>> START Selection

Re: Strange replication problem

2003-09-09 Thread Mike Dopheide

I found the problem which I will outline here just in case anyone else 
runs across it in the future:

It appears that a slave will not replicate data from it's own server-id.  
In my case, a large portion of the binary logs on my slave had originally 
come from the master, so when the master tried to re-replicate the data, 
it simply ignored entries from it's own server-id.

This makes complete sense, however, I can't find anywhere in the MySQL 
documention that explains this behavior.  The documention only says that 
the master and slaves should have unique server-ids.

-Mike

 I have one master and one slave which I am upgrading to 4.0.14 from 
 4.0.12.  To start the upgrade I stopped the slave, took a snapshot of it's 
 data directory, cleared it's binary logs, and switched to the 4.0.14 
 binaries.  I then restarted the slave thread to get it caught up with the 
 master.  The slave also runs with --log-slave-updates so that it has a 
 copy of all of the data from the point of the snapshot.
 
 This afternoon at 2:10pm I switched our mysql.domain.com CNAME to point 
 to the slave instead of the master (this is relevant).  At this point, the 
 slave is acting as the master and taking all of the updates.  When I was 
 sure all of the clients were using the slave I stopped it's slave thread 
 and took down the master server to upgrade it as well.
 
 I rebuilt the master's data directory from the snapshot I'd taken 
 previously on the slave.  At this point I told the master to replicate the 
 data off of the slave.

>> END Selection

Exercise set:
a. Reproduce the passage of the MySQL replication thread that begins at the words "It appears that" and ends after "have unique server-ids.".
b. Write what comes next in the MySQL replication thread, starting after its final sentence.

>> START Stored data

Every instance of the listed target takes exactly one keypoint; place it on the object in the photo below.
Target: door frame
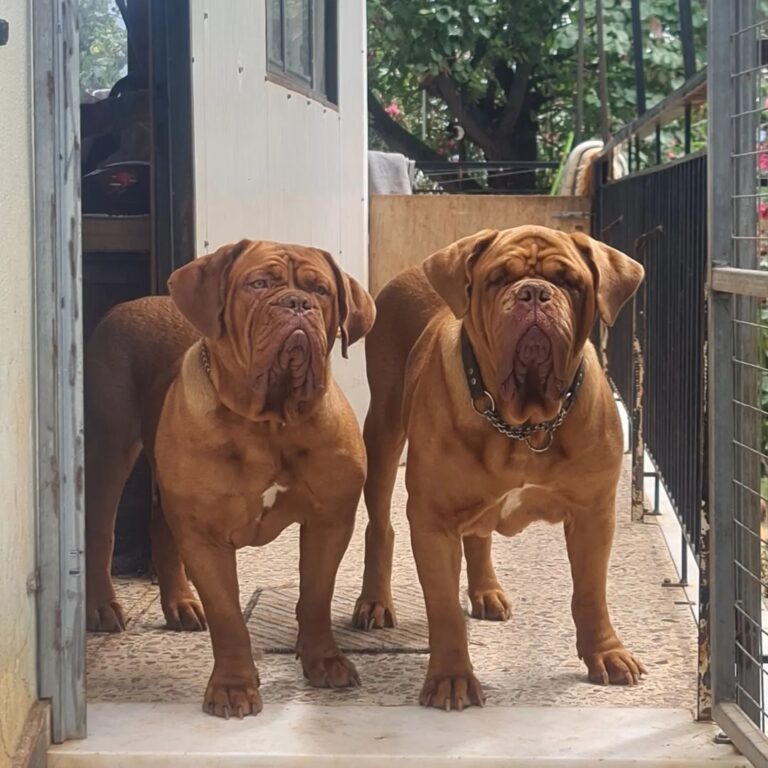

>> END Stored data

Outputs in order:
a.
It appears that a slave will not replicate data from it's own server-id.  
In my case, a large portion of the binary logs on my slave had originally 
come from the master, so when the master tried to re-replicate the data, 
it simply ignored entries from it's own server-id.

This makes complete sense, however, I can't find anywhere in the MySQL 
documention that explains this behavior.  The documention only says that 
the master and slaves should have unique server-ids.

b.
 
 Here's the strange part.  The I/O thread seems to be grabbing the data off 
 of the slave correctly.  It writes relay logs just fine.  However, the SQL 
 thread doesn't update the database.  SHOW SLAVE STATUS indicates that 
 both parts are running normally.  The I/O thread continues to write 
 relay log files (deleting old ones as it goes as if it doesn't need them 
 anymore).  Then... at the point in logs for 2:10pm today when the CNAME 
 was switched, all of the sudden the SQL thread decides to start updating 
 the database.  There isn't anything strange in the binary logs that I can 
 see accept that the 'log_pos' value drops a fair amount at the same time 
 it decides to start updating the database.  I don't know what the means if 
 anything.
 
 Why isn't it updating the database for all of the relay data?  Considering 
 that I've completely wiped the master's data directory except for the 
 snapshot, cleared it's binary logs, and it's innodblogs...  I'm completely 
 at a loss for how it can know the exact time it stopped getting normal 
 updates when it's CNAME changed.
 
 If you have any questions about my environment I'd be happy to answer 
 them.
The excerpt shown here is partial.